*** Texte présenté

31. Les actions civiles dirigées contre les communes ou intentées par elles, à l'occasion des chemins vicinaux, sont jugées comme affaires sommaires et urgentes conformément à l'article 405 C. proc. (L. 21 mai 1836, art. 20.)

§ 2.

Réglement de l'indemnité en cas d'élargissement. Formules.

32. Les parcelles incorporées à un chemin en cas d'élargissement sont ordinairement d'une valeur minime. D'autre part, les riverains ont le plus souvent intérêt à ce que la voie reçoive les améliorations qui doivent la rendre propre aux communications vicinales; aussi consentent-ils fréquemment la cession gratuite des terrains nécessaires.

33. Lorsqu'il n'y a pas cession gratuite, le propriétaire exigeant le paiement de la valeur des terrains expropriés, la commune tente un règlement amiable.

34. S'il y a accord entre elle et le propriétaire sur le montant de l'indemnité à allouer, les conditions offertes sont consignées dans un acte soumis d'abord à l'acceptation du conseil municipal, puis à l'approbation de la commission départementale.

35. Si, au contraire, il y a désaccord, la demande d'indemnité ne peut qu'être portée devant le juge de paix (1).

(1) Avant la loi de 1836, le règlement de l'indemnité appartenait au tribunal d'arrondissement par application de la loi du 8 mars 1810 sur l'expropriation.

Nos 36-41. Le débat prenant dès lors le caractère d'une instance judiciaire, les formalités auxquelles sont sujettes les demandes formées contre les communes doivent être

observées.

36. Le propriétaire adresse au préfet ou au sous-préfet un mémoire exposant l'objet et les motifs de sa réclamation et précisant les chiffres de la demande que la commune n'a pas ratifiés; il lui en est donné récépissé. Le préfet ou le sous-préfet adresse immédiatement le mémoire au maire avec l'invitation de convoquer le conseil municipal dans le plus bref délai pour en délibérer. La délibération du conseil municipal est ensuite transmise au conseil de préfecture qui décide si la commune doit être autorisée à ester en justice. La décision du conseil de préfecture doit être rendue dans les deux mois à dater du dépôt du mémoire. A l'expiration de ce même délai l'action peut être portée devant le juge de paix. (L. 5 avril 1884, art. 124 et suiv.). Toutefois la procédure est suspendue jusqu'à décision du conseil d'État en cas de pourvoi contre la décision du conseil de préfecture.

******
*** Données fournies

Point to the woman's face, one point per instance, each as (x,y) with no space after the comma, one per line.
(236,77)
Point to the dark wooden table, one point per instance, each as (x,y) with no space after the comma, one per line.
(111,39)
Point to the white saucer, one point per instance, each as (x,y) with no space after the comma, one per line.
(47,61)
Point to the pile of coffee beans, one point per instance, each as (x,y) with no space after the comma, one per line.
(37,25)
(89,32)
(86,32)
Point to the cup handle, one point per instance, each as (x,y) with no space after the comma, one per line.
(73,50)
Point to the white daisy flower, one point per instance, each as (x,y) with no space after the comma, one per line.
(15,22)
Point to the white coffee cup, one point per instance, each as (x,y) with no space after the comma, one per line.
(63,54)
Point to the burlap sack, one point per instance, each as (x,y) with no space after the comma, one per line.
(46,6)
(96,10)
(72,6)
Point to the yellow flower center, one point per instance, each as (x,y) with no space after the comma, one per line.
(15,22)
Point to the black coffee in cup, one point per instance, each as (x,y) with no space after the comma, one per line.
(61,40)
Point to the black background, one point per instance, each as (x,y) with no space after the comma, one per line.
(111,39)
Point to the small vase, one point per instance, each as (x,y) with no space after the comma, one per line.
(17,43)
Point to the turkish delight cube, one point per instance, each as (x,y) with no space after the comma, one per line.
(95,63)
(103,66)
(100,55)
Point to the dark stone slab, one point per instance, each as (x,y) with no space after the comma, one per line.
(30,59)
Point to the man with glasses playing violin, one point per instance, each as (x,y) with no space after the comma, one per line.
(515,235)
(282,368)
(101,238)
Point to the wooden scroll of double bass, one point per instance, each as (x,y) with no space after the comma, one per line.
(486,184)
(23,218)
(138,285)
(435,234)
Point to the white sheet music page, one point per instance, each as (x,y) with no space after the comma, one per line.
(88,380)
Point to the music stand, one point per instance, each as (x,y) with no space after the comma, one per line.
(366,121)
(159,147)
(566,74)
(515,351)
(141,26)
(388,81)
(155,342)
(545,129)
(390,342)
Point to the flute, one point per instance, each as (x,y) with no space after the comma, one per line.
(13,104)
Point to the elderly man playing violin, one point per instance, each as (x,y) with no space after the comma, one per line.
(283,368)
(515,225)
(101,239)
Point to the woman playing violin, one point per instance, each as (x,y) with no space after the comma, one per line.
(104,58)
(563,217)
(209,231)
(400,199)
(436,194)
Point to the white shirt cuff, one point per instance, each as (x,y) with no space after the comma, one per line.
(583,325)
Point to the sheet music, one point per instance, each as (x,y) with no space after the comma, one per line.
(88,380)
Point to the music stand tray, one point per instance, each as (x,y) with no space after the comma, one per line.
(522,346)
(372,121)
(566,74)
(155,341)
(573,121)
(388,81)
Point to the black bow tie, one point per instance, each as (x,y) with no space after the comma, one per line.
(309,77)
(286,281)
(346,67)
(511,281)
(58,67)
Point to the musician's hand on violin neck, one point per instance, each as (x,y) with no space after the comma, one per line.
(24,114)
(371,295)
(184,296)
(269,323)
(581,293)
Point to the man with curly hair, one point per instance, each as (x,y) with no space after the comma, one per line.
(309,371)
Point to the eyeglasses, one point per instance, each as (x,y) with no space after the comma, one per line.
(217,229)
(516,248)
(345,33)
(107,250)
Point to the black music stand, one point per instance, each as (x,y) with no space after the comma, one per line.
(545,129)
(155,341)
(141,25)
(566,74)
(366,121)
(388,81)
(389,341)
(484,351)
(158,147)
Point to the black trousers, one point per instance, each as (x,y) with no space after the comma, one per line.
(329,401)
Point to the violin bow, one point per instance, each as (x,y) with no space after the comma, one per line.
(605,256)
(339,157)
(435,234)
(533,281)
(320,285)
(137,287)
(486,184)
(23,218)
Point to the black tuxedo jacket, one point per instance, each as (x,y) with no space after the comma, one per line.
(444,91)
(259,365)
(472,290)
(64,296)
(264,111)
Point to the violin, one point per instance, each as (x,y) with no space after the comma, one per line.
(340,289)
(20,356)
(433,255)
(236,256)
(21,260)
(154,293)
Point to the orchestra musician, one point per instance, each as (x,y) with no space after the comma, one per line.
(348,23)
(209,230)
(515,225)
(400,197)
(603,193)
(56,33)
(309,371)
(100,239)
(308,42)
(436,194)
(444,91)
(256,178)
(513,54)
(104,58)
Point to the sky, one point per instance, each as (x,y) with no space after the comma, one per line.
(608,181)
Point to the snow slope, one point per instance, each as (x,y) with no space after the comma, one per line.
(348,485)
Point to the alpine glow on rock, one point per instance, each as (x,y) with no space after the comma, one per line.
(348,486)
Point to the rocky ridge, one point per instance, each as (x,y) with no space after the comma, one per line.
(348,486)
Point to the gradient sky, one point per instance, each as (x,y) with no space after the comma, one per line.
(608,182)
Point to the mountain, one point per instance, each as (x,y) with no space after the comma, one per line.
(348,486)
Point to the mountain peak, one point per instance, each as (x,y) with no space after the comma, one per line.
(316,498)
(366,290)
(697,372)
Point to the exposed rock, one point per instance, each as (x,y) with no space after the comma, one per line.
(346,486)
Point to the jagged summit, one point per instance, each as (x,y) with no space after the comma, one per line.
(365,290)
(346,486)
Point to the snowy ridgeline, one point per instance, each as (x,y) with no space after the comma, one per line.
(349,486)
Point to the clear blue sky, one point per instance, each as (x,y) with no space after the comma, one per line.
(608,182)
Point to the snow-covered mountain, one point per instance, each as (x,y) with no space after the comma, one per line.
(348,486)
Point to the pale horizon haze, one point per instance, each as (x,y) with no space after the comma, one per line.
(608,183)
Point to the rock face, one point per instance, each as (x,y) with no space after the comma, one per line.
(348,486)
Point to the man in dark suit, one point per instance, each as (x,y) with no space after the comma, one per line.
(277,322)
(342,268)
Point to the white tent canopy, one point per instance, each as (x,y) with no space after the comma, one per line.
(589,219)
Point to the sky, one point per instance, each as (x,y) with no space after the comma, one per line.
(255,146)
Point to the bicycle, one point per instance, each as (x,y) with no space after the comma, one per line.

******

* **Exercices à traiter**:
**A.** Pouvez-vous recopier le texte sur les chemins vicinaux, depuis "33. Lorsqu'il n'y" jusqu'à "la commission départementale.", en substituant "possesseur" à "propriétaire" ?
**B.** Pourriez-vous poursuivre le texte sur les chemins vicinaux à partir de sa dernière phrase ?
Ces données n'ont aucun rapport avec le texte sur les chemins vicinaux.

* **Réponses attendues**:
**A.**
33. Lorsqu'il n'y a pas cession gratuite, le possesseur exigeant le paiement de la valeur des terrains expropriés, la commune tente un règlement amiable.

34. S'il y a accord entre elle et le possesseur sur le montant de l'indemnité à allouer, les conditions offertes sont consignées dans un acte soumis d'abord à l'acceptation du conseil municipal, puis à l'approbation de la commission départementale.

**B.**
37. Procédure. Le propriétaire fait citer le maire de la commune devant le juge de paix du canton (V infrà no 61, formule de citation), pour être statué sur rapport d'experts, conformément à l'article 15 de la loi du 21 mai 1836.

38. Le propriétaire et le maire désignent chacun un expert. Si l'une ou l'autre des parties omet ou refuse de faire cette désignation, le juge de paix y procède d'office. (Avis Cons. d'Etat, 30 décembre 1841; Règlement de 1854, art. 7).

39. Les experts, régulièrement nommés, prêtent serment avant de procéder à l'expertise (C. proc. art. 42, 305, 307), et ce à peine de nullité. (Cons. d'État, 9 janv. 1843). 40. Le serment est reçu par le juge de paix. (Vo infrà, no 62, formule de prestation de serment.)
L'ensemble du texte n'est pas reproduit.